[Stored dataset items]
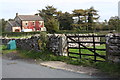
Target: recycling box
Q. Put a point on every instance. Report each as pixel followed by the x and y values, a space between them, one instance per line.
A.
pixel 11 45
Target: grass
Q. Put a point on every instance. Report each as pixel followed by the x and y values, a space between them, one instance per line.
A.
pixel 110 68
pixel 85 51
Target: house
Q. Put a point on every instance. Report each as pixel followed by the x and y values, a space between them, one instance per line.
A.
pixel 25 23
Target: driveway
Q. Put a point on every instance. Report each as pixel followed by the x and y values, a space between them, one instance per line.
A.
pixel 21 69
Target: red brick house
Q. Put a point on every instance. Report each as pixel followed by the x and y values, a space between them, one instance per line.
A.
pixel 25 23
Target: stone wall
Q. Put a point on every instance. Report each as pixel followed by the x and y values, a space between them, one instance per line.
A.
pixel 113 47
pixel 25 43
pixel 57 43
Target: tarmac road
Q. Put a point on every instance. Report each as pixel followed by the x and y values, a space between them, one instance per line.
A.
pixel 21 69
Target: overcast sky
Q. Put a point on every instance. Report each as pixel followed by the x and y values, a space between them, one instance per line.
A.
pixel 9 8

PROBLEM DETAILS: Write every record out again exactly; no pictures belong in the copy.

SOLUTION TO THE EXERCISE:
Target: recycling box
Q. Put a point on every instance. Report each as pixel followed by the x and y values, a space between them, one instance per line.
A.
pixel 11 45
Target: grass
Q. Put a point on every instance. Report each as pixel followed by the x and y values, a space between them, one instance per line.
A.
pixel 110 68
pixel 85 51
Target: house
Q. Put a point on every instance. Report each as pixel followed by the x and y values, a space between them, one instance per line.
A.
pixel 25 23
Target: driveway
Q. Put a point on every instance. Report each as pixel followed by the x and y values, a space between them, one instance per line.
A.
pixel 21 69
Target: red brick house
Q. Put a point on every instance. Report each as pixel followed by the x and y values, a space between them, one instance per line.
A.
pixel 25 23
Target: stone wall
Q. Put a point on every instance. Report each as pixel followed by the x and y values, a space between them, one instance per line.
A.
pixel 113 47
pixel 25 43
pixel 57 43
Target: tarmac road
Q. Put a point on every instance. Report each as pixel followed by the x and y values, a space between them, one instance per line.
A.
pixel 21 69
Target: overcast sky
Q. Put a point on every instance. Report each as pixel followed by the x and y values, a space between them, one instance per line.
A.
pixel 9 8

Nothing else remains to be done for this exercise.